**GIVEN PASSAGE**
———

Ricin letters sent to President and Senator

Not cool to kill our president and our senators. :mad:
 
Pretty scary. In the future, a person will have to be hired specifically to open boxes and letters. Experience: knowledge of bomb and such substance required!!

Just think that in the past, you would just open a mail. Just about any mails without any worries.

Here we are now!!! Scary!!
 
Not cool to kill our president and our senators. :mad:
No, indeed. However, they were never at risk because all their mail gets screened first at a site far from their offices. It's the postal workers who are exposed to any dangers.
 
No, indeed. However, they were never at risk because all their mail gets screened first at a site far from their offices. It's the postal workers who are exposed to any dangers.

You would think the person that send letter would know this, I thought this was common knowledge . I hope the people in the P O are OK.
 
Isn't that amazing that they've already made an arrest in this situation. Good work, law enforcement!
 
Charges against ricin suspect dropped - CNN.com
(CNN) -- [Breaking news update, published at 6:15 p.m. ET]

The attorney for Paul Kevin Curtis told reporters Tuesday that federal authorities are looking at another suspect in connection with ricin-laden letters sent to President Barack Obama and others. Charges against Curtis were dismissed Tuesday by a U.S. Attorney, who said "new information" has been uncovered. Curtis told reporters Tuesday that he wants to "get back to being normal."

[Original story, published 3:42 p.m. ET]

(CNN) -- The Mississippi man accused of sending ricin-tainted letters to President Barack Obama and other officials has been released from federal custody, a spokesman for the U.S. Marshals Service said Tuesday.

Paul Kevin Curtis, an Elvis impersonator from Corinth, Mississippi, was charged with sending a threat to the president last week after letters containing the poison triggered security scares around Washington. But a preliminary hearing that had been scheduled to continue on Tuesday was canceled and Curtis was released.

———

**STORED DATA**
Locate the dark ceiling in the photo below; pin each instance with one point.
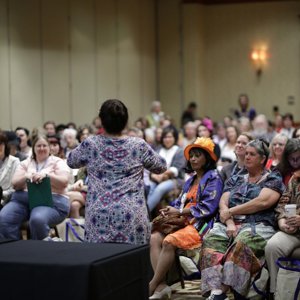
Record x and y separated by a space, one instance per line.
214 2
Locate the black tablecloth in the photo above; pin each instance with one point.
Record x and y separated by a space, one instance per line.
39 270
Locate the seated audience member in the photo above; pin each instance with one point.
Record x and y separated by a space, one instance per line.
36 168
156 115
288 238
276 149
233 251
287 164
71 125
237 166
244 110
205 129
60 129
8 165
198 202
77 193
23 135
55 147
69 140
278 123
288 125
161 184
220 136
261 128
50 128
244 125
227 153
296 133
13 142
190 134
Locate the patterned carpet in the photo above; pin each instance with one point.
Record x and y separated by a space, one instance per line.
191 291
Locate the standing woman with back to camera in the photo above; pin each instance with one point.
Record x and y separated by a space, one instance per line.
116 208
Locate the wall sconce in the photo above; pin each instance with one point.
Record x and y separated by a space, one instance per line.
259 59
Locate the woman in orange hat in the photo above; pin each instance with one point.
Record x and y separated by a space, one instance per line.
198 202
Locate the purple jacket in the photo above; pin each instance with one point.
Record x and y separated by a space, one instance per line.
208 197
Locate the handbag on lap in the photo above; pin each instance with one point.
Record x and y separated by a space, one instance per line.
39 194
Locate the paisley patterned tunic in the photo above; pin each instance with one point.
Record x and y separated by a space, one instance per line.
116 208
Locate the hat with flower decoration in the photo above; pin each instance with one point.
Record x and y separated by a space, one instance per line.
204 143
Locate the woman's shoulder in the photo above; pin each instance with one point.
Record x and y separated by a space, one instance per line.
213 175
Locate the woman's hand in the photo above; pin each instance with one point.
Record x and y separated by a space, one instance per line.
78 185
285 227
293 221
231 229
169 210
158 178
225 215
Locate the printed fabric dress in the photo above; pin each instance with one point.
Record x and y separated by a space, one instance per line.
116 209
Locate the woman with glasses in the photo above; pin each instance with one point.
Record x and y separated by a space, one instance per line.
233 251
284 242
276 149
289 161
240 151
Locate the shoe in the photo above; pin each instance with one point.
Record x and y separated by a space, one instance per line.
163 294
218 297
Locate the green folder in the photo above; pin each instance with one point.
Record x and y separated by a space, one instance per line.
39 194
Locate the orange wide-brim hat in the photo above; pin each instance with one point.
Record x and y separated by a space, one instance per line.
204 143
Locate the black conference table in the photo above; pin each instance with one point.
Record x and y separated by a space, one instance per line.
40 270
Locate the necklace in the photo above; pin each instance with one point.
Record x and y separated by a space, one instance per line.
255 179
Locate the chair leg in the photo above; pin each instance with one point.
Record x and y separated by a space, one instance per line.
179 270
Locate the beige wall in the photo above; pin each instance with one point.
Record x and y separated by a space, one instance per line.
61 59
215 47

———

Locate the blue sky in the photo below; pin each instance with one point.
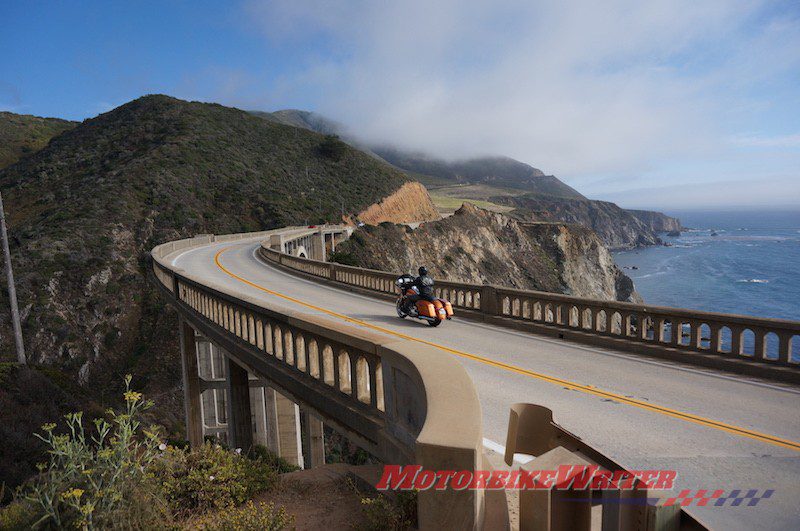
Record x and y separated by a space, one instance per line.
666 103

———

**EXERCISE AIM**
Can you copy the ricin-letters thread word for word between "Pretty scary. In" and "are now!!! Scary!!", inclusive?

**RESULT BELOW**
Pretty scary. In the future, a person will have to be hired specifically to open boxes and letters. Experience: knowledge of bomb and such substance required!!

Just think that in the past, you would just open a mail. Just about any mails without any worries.

Here we are now!!! Scary!!